- Quoted passage
[Date Prev][Date Next][Thread Prev][Thread Next][Date Index][Thread Index]

RE: [Condor-users] Bug



Dear Group

Earlier on this morning we had successfully built a Master node and 2
slave nodes all running condor.

We then applied the hardening process to the Master node.

We issued a simple condor submit job to confirm that the cluster still
functioned correctly after performing the hardening of the Master node.

We then progressed by securing the first Slave node.  After applying the
security hardening procedure to the first node we ran some basic tests
to establish that the cluster still worked i.e. submitted test condor
jobs

Following this we took a system image of the secured slaved node and
used it to clone the second slave node.  Once this had been completed we
performed the same basic condor submit job tests that had previously
confirmed the cluster to be working.  Unfortunately this time the test
jobs did not run.  It appears that the reason for this is that not all
of the relevant condor processes start on the slave nodes.

At this point in time we have not been able to establish the underlying
cause of the problem even though we have struggled for the last half
hour.

None of the log files in /home/condor/log on the slave or master nodes
has given us any indication of what the problem might be.

- Listed entries
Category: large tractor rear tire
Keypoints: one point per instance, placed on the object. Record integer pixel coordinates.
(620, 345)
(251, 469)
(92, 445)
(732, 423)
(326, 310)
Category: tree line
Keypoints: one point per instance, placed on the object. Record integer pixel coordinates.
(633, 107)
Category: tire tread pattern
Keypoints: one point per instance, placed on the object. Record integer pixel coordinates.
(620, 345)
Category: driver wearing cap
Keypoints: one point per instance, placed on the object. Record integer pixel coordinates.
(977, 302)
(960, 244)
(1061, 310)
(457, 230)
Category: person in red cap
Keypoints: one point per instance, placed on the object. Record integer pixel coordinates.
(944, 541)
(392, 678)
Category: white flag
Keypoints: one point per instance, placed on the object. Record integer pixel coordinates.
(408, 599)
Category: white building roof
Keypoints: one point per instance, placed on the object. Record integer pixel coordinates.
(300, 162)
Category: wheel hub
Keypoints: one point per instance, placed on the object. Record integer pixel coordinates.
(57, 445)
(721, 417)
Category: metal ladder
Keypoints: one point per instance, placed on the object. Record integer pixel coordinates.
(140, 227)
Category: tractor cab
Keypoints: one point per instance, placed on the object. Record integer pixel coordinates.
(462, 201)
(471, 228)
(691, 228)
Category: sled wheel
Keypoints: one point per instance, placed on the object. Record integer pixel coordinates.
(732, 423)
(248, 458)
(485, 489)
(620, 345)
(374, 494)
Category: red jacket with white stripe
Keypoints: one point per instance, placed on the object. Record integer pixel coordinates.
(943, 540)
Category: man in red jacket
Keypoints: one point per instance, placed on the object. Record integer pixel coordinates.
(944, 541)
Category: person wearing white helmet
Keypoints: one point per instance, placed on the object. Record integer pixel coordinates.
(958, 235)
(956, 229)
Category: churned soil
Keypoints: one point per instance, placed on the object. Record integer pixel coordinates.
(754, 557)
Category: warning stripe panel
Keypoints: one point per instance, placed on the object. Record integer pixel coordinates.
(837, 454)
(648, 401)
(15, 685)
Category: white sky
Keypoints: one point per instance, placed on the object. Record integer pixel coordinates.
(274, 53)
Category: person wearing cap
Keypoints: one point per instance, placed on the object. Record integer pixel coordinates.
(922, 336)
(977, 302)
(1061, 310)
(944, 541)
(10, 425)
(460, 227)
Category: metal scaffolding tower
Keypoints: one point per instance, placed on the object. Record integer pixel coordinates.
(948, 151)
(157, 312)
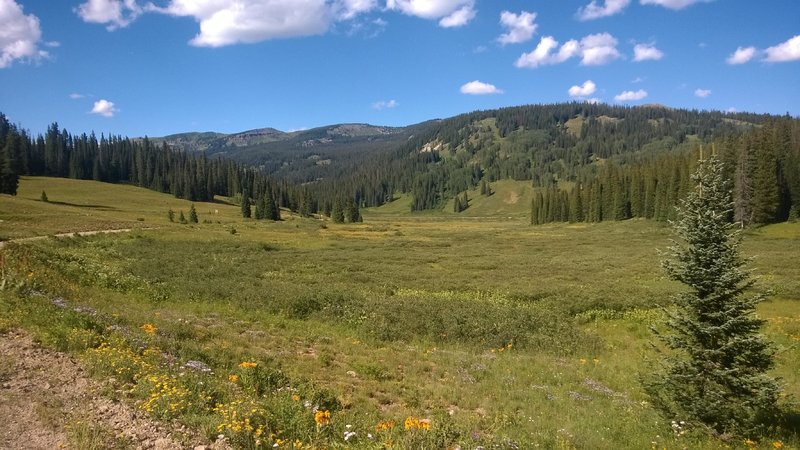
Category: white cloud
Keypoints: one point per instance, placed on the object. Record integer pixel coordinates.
(348, 9)
(741, 55)
(586, 89)
(385, 105)
(672, 4)
(545, 53)
(459, 18)
(19, 35)
(104, 108)
(594, 50)
(452, 13)
(646, 52)
(480, 88)
(520, 27)
(627, 96)
(598, 49)
(702, 93)
(227, 22)
(114, 13)
(785, 51)
(595, 11)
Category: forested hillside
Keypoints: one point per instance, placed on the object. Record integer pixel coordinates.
(588, 162)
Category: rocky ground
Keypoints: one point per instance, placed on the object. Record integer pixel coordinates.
(48, 402)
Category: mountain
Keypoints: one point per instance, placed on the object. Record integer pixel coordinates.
(297, 156)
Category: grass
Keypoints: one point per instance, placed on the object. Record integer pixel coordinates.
(498, 332)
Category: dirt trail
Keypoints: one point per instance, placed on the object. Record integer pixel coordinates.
(79, 233)
(42, 392)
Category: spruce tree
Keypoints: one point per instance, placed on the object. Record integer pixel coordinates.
(246, 210)
(715, 371)
(271, 211)
(337, 213)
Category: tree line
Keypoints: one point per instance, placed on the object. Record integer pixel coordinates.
(763, 166)
(140, 162)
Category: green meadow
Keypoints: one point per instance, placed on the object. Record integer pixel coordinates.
(413, 331)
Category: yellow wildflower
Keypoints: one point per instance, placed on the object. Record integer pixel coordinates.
(384, 425)
(322, 418)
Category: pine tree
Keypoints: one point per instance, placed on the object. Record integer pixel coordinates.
(351, 212)
(9, 164)
(337, 213)
(271, 211)
(246, 209)
(715, 374)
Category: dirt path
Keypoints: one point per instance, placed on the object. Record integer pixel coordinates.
(43, 393)
(79, 233)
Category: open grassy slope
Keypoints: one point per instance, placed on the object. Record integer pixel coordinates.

- Brief A
Please explain, in one to three sentences, why the test jobs failed to run after the second slave node was cloned, according to the Condor cluster message.
- Brief B
Answer these questions from the Condor cluster message:
(i) How many slave nodes were built along with the Master node?
(ii) How was the second slave node set up?
(iii) In which directory were the log files checked?
- Brief C
Carry on the Condor cluster message from where it stops.

- Answer A
The test jobs did not run because, as far as the writers could tell, not all of the relevant condor processes were starting on the slave nodes. They had not yet found the underlying cause of this.

- Answer B
(i) Two.
(ii) It was cloned from a system image of the secured first slave node.
(iii) /home/condor/log, on the slave and master nodes.

- Answer C
The main symptom of the problem is that the [condor_master] is the only
process that starts i.e. [condor_schedd] and [condor_startd] do not
start.  If we issue a condor_staus command on either node or master the
only system that shows as registered is the master node (occasionally
the condor_status command returns nothing after a timeout period of
several minutes). 

As all worked prior to node-02 being built by SystemImager, which was
after the hardening process and node-01's drive was not in the system
when the image was copied to node-02's drive. How is it that node-01 has
stopped functioning correctly? Given that node-01 has not been changed
we are confused.

I would like to know if you think/know if any of the SystemImager
processes when building node-02 would have changed the Master Node in
any way as this may give us somewhere to investigate further.